** START Extracted material **
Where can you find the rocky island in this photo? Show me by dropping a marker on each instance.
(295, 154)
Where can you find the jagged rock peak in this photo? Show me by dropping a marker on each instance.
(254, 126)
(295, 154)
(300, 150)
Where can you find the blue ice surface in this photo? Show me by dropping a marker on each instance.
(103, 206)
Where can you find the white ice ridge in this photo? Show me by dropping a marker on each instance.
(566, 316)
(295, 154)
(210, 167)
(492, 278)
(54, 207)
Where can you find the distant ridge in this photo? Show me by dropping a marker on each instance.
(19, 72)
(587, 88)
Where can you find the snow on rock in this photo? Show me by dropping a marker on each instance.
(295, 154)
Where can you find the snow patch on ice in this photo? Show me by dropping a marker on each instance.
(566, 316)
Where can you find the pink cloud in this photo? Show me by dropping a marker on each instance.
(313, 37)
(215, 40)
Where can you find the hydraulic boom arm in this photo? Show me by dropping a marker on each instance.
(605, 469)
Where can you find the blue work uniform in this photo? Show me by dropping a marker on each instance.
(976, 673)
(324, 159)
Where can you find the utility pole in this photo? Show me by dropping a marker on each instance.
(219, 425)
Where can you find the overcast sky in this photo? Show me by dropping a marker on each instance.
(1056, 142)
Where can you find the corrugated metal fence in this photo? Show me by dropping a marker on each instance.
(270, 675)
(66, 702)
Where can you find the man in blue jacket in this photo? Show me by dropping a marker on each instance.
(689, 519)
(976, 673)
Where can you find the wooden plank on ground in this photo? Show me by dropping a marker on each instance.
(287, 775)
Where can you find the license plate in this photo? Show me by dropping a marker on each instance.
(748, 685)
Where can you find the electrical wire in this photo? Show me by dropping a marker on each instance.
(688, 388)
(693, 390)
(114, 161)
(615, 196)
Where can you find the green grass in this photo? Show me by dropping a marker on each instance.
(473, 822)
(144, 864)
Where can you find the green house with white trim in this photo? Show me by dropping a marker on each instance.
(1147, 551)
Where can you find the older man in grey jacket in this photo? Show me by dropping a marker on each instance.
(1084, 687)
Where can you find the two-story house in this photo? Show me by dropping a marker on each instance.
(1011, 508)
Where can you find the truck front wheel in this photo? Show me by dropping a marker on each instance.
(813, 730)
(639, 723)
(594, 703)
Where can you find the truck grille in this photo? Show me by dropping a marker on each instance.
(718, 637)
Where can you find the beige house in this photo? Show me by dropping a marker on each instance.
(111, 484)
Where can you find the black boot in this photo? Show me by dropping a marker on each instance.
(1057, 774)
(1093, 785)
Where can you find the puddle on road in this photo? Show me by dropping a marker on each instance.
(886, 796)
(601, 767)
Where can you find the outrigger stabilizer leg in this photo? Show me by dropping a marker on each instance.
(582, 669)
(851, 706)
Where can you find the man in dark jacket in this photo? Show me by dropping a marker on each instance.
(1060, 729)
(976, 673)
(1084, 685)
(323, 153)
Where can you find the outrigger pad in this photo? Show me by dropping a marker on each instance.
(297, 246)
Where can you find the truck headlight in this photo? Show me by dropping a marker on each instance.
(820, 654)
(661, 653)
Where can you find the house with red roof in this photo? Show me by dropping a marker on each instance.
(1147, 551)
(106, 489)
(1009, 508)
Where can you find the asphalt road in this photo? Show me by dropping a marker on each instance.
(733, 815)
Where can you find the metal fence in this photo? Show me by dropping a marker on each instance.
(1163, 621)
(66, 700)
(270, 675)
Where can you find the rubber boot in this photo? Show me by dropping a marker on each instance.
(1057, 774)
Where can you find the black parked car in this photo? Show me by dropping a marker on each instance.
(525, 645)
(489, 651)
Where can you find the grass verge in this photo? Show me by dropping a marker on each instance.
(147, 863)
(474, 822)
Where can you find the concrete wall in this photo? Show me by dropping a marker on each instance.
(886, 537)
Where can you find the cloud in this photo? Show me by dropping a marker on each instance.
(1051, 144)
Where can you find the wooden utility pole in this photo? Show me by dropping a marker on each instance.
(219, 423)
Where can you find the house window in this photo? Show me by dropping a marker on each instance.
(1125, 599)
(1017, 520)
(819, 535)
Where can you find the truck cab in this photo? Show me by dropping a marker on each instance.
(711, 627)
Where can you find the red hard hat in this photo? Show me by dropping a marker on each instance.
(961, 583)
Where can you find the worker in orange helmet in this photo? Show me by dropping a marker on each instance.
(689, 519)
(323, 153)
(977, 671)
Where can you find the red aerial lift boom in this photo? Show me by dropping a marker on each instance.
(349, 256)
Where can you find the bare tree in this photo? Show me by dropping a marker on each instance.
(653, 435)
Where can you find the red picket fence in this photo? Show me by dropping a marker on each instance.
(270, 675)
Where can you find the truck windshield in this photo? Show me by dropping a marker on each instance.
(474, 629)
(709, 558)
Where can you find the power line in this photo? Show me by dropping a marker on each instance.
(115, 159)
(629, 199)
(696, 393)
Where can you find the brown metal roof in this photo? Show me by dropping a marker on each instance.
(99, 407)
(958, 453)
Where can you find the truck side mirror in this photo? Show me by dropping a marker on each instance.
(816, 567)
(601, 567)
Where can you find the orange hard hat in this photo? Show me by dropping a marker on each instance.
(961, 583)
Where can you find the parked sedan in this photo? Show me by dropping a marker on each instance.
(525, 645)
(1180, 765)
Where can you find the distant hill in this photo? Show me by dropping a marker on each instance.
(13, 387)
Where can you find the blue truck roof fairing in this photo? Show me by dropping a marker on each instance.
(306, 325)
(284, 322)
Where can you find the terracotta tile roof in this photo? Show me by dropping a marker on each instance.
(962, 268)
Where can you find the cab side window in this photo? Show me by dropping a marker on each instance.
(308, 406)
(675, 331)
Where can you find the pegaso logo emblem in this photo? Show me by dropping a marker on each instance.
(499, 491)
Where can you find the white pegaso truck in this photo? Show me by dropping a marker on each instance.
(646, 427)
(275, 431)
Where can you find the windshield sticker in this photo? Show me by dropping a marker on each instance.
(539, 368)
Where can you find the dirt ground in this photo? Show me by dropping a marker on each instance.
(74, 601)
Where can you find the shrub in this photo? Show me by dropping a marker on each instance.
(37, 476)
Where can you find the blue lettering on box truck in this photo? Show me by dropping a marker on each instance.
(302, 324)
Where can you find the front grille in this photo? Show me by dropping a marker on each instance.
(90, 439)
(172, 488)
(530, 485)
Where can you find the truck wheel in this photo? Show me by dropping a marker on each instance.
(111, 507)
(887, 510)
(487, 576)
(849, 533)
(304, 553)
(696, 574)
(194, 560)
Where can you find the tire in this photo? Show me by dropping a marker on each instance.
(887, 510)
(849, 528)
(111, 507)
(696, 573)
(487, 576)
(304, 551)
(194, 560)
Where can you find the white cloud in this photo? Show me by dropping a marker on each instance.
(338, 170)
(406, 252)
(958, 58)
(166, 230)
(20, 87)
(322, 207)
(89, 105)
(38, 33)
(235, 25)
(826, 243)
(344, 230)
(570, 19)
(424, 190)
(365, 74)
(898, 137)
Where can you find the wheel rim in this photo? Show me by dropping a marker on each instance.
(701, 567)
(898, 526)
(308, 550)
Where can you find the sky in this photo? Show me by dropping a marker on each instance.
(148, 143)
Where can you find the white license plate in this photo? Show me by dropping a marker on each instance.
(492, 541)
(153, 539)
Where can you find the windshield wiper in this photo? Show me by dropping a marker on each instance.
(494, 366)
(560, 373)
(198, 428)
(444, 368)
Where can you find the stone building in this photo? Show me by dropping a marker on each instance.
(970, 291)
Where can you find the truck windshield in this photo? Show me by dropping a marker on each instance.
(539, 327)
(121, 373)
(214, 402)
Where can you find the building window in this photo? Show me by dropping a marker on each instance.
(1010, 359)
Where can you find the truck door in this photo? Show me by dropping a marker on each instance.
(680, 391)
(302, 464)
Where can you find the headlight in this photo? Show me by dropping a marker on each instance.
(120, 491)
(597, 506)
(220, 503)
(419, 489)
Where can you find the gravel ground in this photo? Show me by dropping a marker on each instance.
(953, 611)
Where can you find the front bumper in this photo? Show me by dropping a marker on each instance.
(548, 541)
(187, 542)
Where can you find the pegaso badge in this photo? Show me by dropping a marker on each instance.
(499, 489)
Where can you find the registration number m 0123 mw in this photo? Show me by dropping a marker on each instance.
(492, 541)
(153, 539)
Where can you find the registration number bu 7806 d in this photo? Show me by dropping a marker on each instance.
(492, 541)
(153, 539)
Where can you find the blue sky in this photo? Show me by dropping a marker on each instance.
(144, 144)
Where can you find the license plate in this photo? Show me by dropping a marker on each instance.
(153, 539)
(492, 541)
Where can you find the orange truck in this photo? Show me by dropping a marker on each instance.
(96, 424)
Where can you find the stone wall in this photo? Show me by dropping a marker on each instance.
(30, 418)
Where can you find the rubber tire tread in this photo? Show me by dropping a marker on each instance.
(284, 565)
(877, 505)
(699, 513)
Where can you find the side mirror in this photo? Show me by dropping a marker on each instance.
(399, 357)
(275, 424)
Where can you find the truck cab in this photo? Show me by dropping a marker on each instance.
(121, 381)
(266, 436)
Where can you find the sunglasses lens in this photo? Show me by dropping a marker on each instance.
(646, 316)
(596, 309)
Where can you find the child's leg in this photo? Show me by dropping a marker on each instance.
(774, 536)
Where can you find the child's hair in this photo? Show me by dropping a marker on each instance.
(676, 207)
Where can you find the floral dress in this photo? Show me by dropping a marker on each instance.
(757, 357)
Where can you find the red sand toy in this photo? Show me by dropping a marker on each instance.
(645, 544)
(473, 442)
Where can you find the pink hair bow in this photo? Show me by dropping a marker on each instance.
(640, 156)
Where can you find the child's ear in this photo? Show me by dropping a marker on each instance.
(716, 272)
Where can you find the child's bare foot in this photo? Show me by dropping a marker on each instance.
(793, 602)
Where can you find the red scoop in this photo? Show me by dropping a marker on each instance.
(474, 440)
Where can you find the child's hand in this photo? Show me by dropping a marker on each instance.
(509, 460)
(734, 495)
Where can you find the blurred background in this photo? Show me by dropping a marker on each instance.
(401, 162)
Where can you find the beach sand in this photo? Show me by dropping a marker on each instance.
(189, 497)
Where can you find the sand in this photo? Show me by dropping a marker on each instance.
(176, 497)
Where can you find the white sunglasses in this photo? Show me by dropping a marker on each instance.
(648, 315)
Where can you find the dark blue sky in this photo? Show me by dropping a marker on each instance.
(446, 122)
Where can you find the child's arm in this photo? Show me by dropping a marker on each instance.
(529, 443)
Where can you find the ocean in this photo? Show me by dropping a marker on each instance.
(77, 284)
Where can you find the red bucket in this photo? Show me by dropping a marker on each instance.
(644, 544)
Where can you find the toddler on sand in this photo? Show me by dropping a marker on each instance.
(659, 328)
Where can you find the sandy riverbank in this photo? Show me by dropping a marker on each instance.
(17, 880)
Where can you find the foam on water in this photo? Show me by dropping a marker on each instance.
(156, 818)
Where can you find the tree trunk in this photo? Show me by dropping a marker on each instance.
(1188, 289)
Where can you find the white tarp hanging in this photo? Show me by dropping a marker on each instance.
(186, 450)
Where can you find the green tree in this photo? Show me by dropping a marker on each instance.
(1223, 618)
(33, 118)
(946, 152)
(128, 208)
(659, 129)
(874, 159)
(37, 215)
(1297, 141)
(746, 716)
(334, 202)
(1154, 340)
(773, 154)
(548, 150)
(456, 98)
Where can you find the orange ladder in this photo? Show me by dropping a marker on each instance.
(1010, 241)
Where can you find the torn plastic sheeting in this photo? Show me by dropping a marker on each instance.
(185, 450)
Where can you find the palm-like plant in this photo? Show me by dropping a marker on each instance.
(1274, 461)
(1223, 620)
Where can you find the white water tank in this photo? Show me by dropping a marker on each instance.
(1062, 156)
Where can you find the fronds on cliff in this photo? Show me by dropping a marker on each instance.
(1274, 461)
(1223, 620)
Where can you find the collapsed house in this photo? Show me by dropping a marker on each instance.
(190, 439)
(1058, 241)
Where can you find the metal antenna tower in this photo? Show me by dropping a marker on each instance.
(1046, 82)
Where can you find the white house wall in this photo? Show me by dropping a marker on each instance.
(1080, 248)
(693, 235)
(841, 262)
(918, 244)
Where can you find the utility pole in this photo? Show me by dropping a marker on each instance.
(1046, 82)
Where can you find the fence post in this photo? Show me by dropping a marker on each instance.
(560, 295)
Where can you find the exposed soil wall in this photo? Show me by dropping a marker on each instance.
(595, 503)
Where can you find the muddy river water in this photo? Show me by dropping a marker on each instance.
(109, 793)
** END Extracted material **
### Given exercise
Retype the rows starting with the line containing "Where can you find the pink cloud" and going on through the line containing "(1011, 508)", both included, without changing anything.

### Right answer
Where can you find the pink cloud in this photo? Show me by dropping a marker on each instance.
(313, 37)
(215, 40)
Where can you find the hydraulic boom arm in this photo? Show me by dropping a marker on each instance.
(605, 469)
Where can you find the blue work uniform in this photo? Show me by dropping a marker on each instance.
(976, 673)
(324, 159)
Where can you find the utility pole in this photo? Show me by dropping a marker on each instance.
(219, 425)
Where can you find the overcast sky in this photo? Show me by dropping a marker on each instance.
(1056, 142)
Where can you find the corrugated metal fence in this photo? Show me by dropping a marker on each instance.
(270, 675)
(66, 702)
Where can you find the man in blue jacket in this photo? Show me by dropping a marker on each instance.
(689, 519)
(976, 673)
Where can you find the wooden plank on ground in this photo? Show me by dropping a marker on each instance.
(287, 775)
Where can you find the license plate in this photo? Show me by dropping a marker on each instance.
(748, 685)
Where can you find the electrical wire in this photo? Show me by dropping a marker on each instance.
(688, 388)
(693, 390)
(114, 161)
(615, 196)
Where can you find the green grass in this photo? Show me by dropping a marker on each instance.
(473, 822)
(144, 864)
Where can you find the green house with white trim in this photo? Show me by dropping a marker on each instance.
(1147, 551)
Where can you find the older man in grey jacket in this photo? Show me by dropping a marker on each instance.
(1084, 687)
Where can you find the two-story house in this photo? Show me by dropping a marker on each instance.
(1011, 508)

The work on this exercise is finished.